Object point labels:
________________
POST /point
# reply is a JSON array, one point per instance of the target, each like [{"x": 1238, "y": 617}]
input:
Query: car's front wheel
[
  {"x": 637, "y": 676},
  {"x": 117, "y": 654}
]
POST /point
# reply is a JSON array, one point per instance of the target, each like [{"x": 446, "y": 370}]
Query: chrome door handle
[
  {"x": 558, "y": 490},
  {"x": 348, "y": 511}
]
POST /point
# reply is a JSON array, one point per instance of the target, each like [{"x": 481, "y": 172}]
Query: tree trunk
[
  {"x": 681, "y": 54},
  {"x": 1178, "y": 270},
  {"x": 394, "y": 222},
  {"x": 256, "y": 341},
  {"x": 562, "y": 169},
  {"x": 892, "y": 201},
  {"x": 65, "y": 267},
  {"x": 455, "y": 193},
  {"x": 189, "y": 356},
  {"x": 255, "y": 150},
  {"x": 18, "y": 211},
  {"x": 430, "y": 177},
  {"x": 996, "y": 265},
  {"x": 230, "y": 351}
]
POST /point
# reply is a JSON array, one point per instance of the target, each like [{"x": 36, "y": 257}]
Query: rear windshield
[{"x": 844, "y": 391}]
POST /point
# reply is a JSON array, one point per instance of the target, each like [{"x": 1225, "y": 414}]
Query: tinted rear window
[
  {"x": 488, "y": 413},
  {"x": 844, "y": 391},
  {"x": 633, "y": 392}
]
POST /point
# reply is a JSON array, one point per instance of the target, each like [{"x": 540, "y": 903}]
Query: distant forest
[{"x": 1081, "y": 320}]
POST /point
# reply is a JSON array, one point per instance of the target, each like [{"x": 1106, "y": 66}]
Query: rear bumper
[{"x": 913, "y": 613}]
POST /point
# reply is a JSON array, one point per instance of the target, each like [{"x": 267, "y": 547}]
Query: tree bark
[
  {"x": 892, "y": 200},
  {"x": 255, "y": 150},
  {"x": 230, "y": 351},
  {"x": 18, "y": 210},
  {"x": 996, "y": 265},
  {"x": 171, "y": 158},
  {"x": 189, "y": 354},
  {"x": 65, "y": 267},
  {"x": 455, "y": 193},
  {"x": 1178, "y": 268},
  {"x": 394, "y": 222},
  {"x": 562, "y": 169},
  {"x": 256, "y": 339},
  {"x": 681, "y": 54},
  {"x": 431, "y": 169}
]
________________
AIM OF THE EXERCISE:
Write out the records above again, keeping each one identical to the original.

REPLY TO THE EXERCISE:
POST /point
# reply is a JSON array, one point per instance of the target, each like [{"x": 1238, "y": 617}]
input:
Query: car's front wheel
[
  {"x": 637, "y": 676},
  {"x": 117, "y": 654}
]
POST /point
# reply is a JSON array, one point per instance of the target, each like [{"x": 446, "y": 370}]
Query: chrome door handle
[
  {"x": 558, "y": 490},
  {"x": 348, "y": 511}
]
POST /point
# reply is a JSON array, one point per instance of the target, each like [{"x": 481, "y": 172}]
Query: tree trunk
[
  {"x": 681, "y": 54},
  {"x": 1178, "y": 270},
  {"x": 394, "y": 222},
  {"x": 256, "y": 341},
  {"x": 562, "y": 169},
  {"x": 892, "y": 201},
  {"x": 65, "y": 267},
  {"x": 455, "y": 193},
  {"x": 189, "y": 356},
  {"x": 255, "y": 150},
  {"x": 18, "y": 211},
  {"x": 430, "y": 177},
  {"x": 996, "y": 265},
  {"x": 230, "y": 351}
]
POST /point
# reply is a JSON array, one point per instance of the target, each like [{"x": 36, "y": 257}]
Query: rear windshield
[{"x": 844, "y": 391}]
POST /point
# reply is a JSON array, one point per instance of the target, each like [{"x": 1225, "y": 414}]
Query: tinted rear window
[
  {"x": 488, "y": 413},
  {"x": 844, "y": 391},
  {"x": 633, "y": 392}
]
POST /point
# reply is a JSON array, one point per instance of the target, each like [{"x": 540, "y": 903}]
Query: distant forest
[{"x": 1081, "y": 320}]
POST /point
# reply is a JSON array, one point per instance of the target, each like [{"x": 1106, "y": 66}]
Query: rear bumper
[{"x": 913, "y": 613}]
POST /point
# reply is a JSON array, one point per instance of the target, each like [{"x": 267, "y": 547}]
Query: tree bark
[
  {"x": 892, "y": 200},
  {"x": 255, "y": 150},
  {"x": 230, "y": 351},
  {"x": 18, "y": 210},
  {"x": 996, "y": 265},
  {"x": 171, "y": 158},
  {"x": 189, "y": 354},
  {"x": 65, "y": 267},
  {"x": 455, "y": 193},
  {"x": 1178, "y": 268},
  {"x": 394, "y": 222},
  {"x": 562, "y": 169},
  {"x": 256, "y": 339},
  {"x": 681, "y": 54},
  {"x": 431, "y": 169}
]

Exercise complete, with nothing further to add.